Your tasks —
- 1) From the energy conservation and R&D text, list each capital investment item with an amount greater than 5 lacs, together with its amount.
- 2) Answer these questions using the energy conservation and R&D text:
(a) What is the grand total of the capital investment on energy conservation, in lacs?
(b) How many new patent applications were filed in 2018-19?
(c) In which country was the first patent granted, and for what product?
- 3) Return everything in the energy conservation and R&D text from "Mechanical Products" down to "designed and validated.", without any changes.

The Company has made a capital investment of Rs 83.03 Lacs on energy conservation during the year, the details of which are provided below:-



Capital Investment Sub Total (Amount

In Lacs)

1. Air Leakage reduction 2.88
2. Transformer IE3 Scheneider (Energy Efficient) 2.00
3. A/C five stare rating (5 Nos) (1004 Plant) 2.50
4. A/C five stare rating (5 Nos) (1005 Plant) 2.50
5. VRV Installed in Assembly area 48.30
6. Improvement of CC Shop Furnace skin temp 10.00
7. Energy efficient motor installation 2.00
8. Improvement in Machine Unloading time of Toshiba 250T Machine 7.35
9. Reduction in MF 200 Kg gas consumption 3.50
10 Implementation of Cen. Coolant System 2.00
Grand Total 83.03


i) Research & Development (R&D) - FORM B

1. Specific R&D areas in which R&D carried out by the Company

During recent times, there are increasing technology trends, upcoming regulations, increasing quality and reliability requirements, increasing cost reduction pressures from customers, the Company has increased its focus on product reliability and innovation. For domestic as well as International customers, Company focused on developing products which meet the changing emission regulations i.e. BS IV to BS VI Cost innovations to get entry into new vehicle segments mainly Construction, all terrain vehicles and Agriculture vehicles. Company is developing mechatronic & electronic products and co-development with customers on R&D projects. Some of the areas where R&D effort was put are:-

Intellectual Property Rights

• Filed 20 new patent applications for new concepts in various Product and Process design in 2018-19. Highlight was the granting of first patent in Japan for Key Less Ignition Switch cum steering Lock

Mechanical Products

• Fuel tank caps meeting BS VI regulations design activities started for major two wheeler OEMs

• Bayonet type Fuel Tank Cap with high pressure valve meeting BSVI norms for Scooter designed and validated.

[A block of data]

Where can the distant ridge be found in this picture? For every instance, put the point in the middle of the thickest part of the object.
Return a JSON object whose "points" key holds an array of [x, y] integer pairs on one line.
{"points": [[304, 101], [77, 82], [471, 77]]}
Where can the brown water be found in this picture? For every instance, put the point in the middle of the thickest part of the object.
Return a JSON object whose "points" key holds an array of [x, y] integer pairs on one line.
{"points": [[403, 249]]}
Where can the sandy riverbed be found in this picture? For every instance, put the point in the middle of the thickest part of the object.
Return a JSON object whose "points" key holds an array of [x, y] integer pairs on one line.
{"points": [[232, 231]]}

Answers provided —
- 1)
- VRV Installed in Assembly area: 48.30
- Improvement of CC Shop Furnace skin temp: 10.00
- Improvement in Machine Unloading time of Toshiba 250T Machine: 7.35

- 2)
(a) Rs 83.03 lacs
(b) 20
(c) Japan, for the Key Less Ignition Switch cum steering Lock

- 3)
Mechanical Products

• Fuel tank caps meeting BS VI regulations design activities started for major two wheeler OEMs

• Bayonet type Fuel Tank Cap with high pressure valve meeting BSVI norms for Scooter designed and validated.